### Task to carry out
Please pull out the rows below that start with the line containing "Can you spot the blue" and end with the line containing "x=529, y=903", including both of those lines. Copy them without any changes.

### Data for processing
########################################
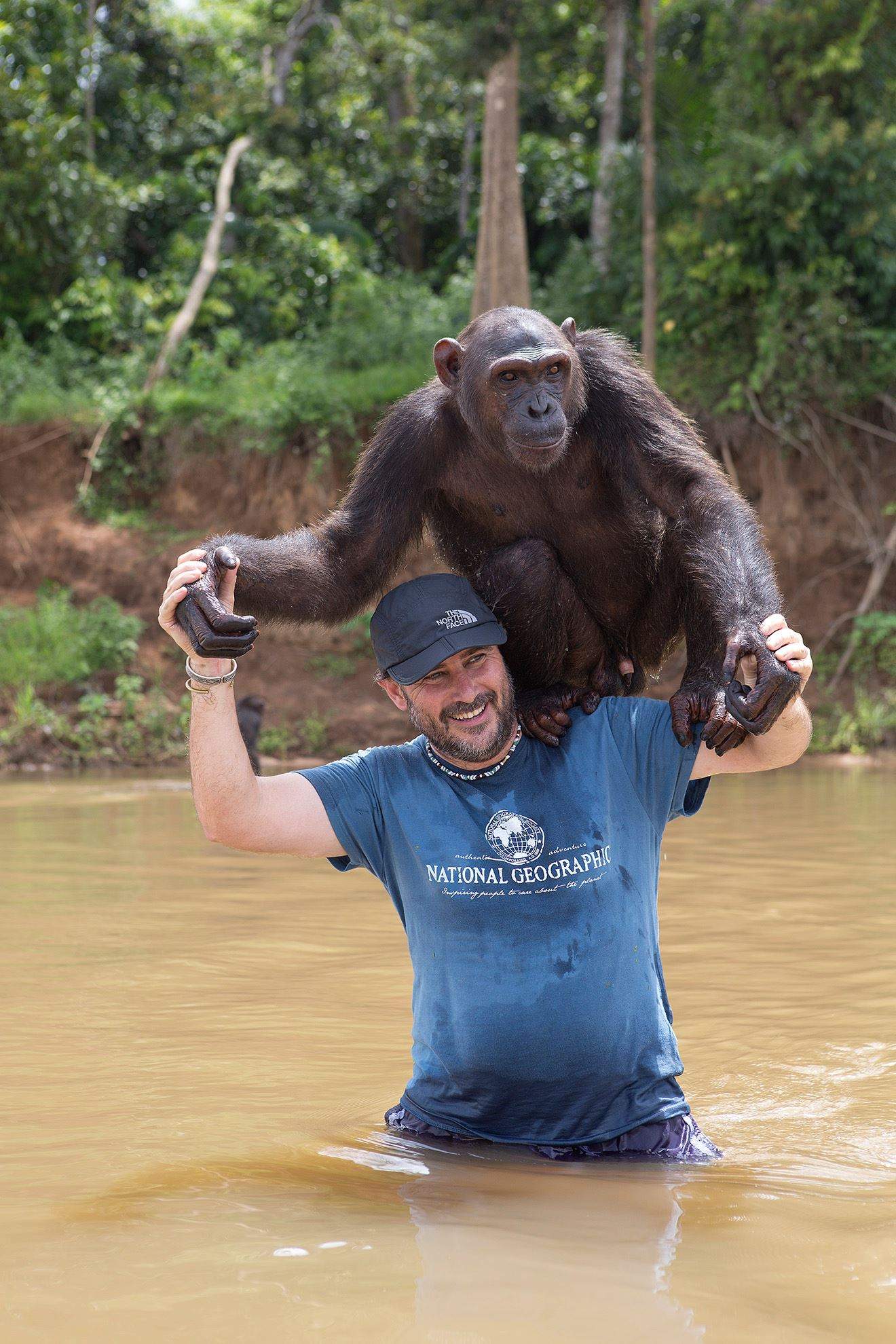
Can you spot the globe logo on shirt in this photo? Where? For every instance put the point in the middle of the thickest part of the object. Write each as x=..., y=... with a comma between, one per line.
########################################
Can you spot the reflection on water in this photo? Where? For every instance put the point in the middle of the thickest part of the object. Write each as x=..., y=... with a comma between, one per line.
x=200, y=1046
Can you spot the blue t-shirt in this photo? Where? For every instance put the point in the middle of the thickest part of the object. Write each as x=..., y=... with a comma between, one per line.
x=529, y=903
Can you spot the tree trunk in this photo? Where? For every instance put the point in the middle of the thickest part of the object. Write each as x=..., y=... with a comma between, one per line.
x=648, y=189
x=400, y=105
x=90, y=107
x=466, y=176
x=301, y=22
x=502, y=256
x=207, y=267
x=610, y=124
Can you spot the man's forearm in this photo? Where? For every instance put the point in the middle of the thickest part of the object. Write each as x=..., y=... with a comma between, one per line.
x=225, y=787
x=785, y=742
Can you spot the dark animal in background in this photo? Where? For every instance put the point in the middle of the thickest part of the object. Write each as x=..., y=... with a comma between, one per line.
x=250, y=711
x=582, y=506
########################################
### Exercise result
Can you spot the blue t-shirt in this photo? Where? For every instance put the point in the middle of the thickest part of the object. Write each as x=..., y=... with a comma between, one per line.
x=529, y=903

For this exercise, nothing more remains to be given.